Brano fornito →

L’Italia è un Paese con grosse disuguaglianze. Un’affermazione forte, che però non possiamo certo dire che sia una novità. L’ultima conferma arriva da un nuovo lavoro, pubblicato dall’Institute of Economics della Scuola Superiore Sant’Anna. Nel paper i ricercatori stimano la distribuzione del reddito nazionale netto italiano dal 2004 al 2015, utilizzando la metodologia dei Distributional National Accounts. Questa metodologia è stata introdotta da Piketty, Saez e Zucman nel 2018 in un lavoro sulle disuguaglianze negli Stati Uniti e, cercando di semplificare il focus del lavoro, prevede di unire dati di partenza reperiti dalle dichiarazioni dei redditi ad altre fonti.
La premessa quindi, che è stata seguita anche dai ricercatori italiani, è quella di ottenere le stime non solo partendo da un unico database, ma combinando diversi dataset. La prima fase, per quanto riguarda lo studio “italiano”, è stata quella di unire le dichiarazioni fiscali dell’Irpef, rilasciate dal Ministero dell’Economia e delle Finanze, con le indagini condotte dall’Istat, IT-Silc, correggendo così i pesi campionari. La seconda fase è stata quella di utilizzare le stime sulla distribuzione dei patrimoni in Italia realizzate da Acciari, Alvaredo e Morelli (AAM) per correggere il problema dell’eccessiva sotto-dichiarazione dei redditi da capitale presenti nelle indagini IT-Silc e SHIW (prodotta da Banca d’Italia). Mentre la terza ed ultima è stata quella di riscalare proporzionalmente ogni categoria di reddito per ottenere stime consistenti con i totali presenti nei Conti nazionali, a loro volta corretti per l’evasione. Come hanno dichiarato gli stessi autori a lavoce.info: “In questo modo abbiamo ottenuto i Distributional National Accounts, ovvero la distribuzione dell’intero reddito nazionale netto del Paese. Il quadro che emerge dalla nostra analisi è quello di un paese fortemente diseguale. Rispetto al lavoro di Blanchet, Chancel e Gethin (2019), la prima novità è che la concentrazione del reddito (Pre-tax National Income) al top della distribuzione risulta di 2-3 punti percentuali più alta. La seconda è che la disuguaglianza non è stabile come si pensava, ma è aumentata nel corso del tempo: le quote di reddito guadagnate dai più abbienti sono in crescita a partire dal 2008”.

Voci elencate →
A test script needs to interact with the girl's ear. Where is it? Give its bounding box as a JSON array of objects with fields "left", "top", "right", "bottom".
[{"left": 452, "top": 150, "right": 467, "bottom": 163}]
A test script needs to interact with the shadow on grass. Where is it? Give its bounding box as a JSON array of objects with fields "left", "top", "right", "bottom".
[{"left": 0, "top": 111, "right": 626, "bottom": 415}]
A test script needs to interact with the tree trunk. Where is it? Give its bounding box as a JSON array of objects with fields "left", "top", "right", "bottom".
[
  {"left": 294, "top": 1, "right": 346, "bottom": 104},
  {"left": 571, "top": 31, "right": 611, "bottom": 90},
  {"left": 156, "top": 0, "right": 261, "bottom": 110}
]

Esercizio da svolgere → Riporta parola per parola la parte del brano sulle disuguaglianze di reddito in Italia da "L’Italia è un" a "ad altre fonti.".

Risposta scritta →
L’Italia è un Paese con grosse disuguaglianze. Un’affermazione forte, che però non possiamo certo dire che sia una novità. L’ultima conferma arriva da un nuovo lavoro, pubblicato dall’Institute of Economics della Scuola Superiore Sant’Anna. Nel paper i ricercatori stimano la distribuzione del reddito nazionale netto italiano dal 2004 al 2015, utilizzando la metodologia dei Distributional National Accounts. Questa metodologia è stata introdotta da Piketty, Saez e Zucman nel 2018 in un lavoro sulle disuguaglianze negli Stati Uniti e, cercando di semplificare il focus del lavoro, prevede di unire dati di partenza reperiti dalle dichiarazioni dei redditi ad altre fonti.